Arrange every line of the records below as a numbered list, skipping any blank lines and leaving out the pictures.

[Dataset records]
"""

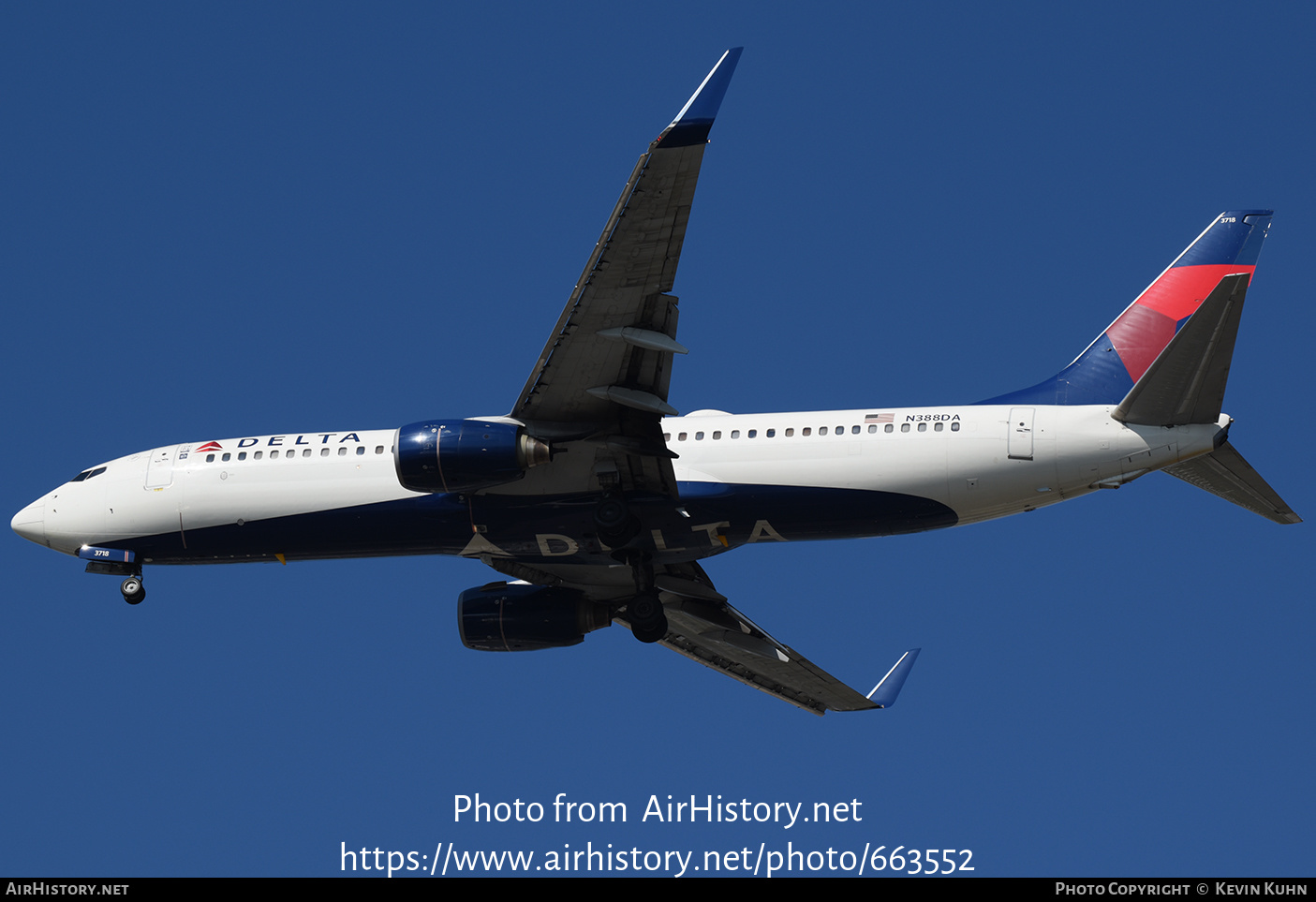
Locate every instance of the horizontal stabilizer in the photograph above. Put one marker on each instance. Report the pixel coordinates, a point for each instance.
(1224, 473)
(1186, 383)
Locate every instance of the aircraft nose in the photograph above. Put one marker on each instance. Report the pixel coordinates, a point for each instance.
(31, 522)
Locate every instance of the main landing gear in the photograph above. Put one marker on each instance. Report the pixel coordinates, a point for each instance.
(645, 612)
(133, 590)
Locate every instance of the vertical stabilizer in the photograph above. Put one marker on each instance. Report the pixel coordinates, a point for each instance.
(1108, 367)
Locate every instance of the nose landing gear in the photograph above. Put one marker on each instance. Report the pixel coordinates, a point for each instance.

"""

Solution for this exercise:
1. Locate every instance of the horizontal stabilizer in the photograph above. Put one marker on each instance. Report the pixel coordinates, a point for each instance.
2. (1224, 473)
3. (1186, 383)
4. Locate every instance of the aircraft nose in the photograph above. Put one marker on each instance. Report the pixel coordinates, a point for each instance.
5. (31, 522)
6. Locate every instance of the main landing gear in the photograph above. Put one marker on each instance. Report the pixel coordinates, a point for each instance.
7. (645, 612)
8. (133, 590)
9. Locate every instance of the vertical stabilizer in the photograph above. Put one marker on each instance. Report the pixel coordinates, a point for each instance.
10. (1108, 367)
11. Locate every instance of the nose landing gear in the photograph above. Put one marker on each instance. Report the pixel coordinates, a point for each instance.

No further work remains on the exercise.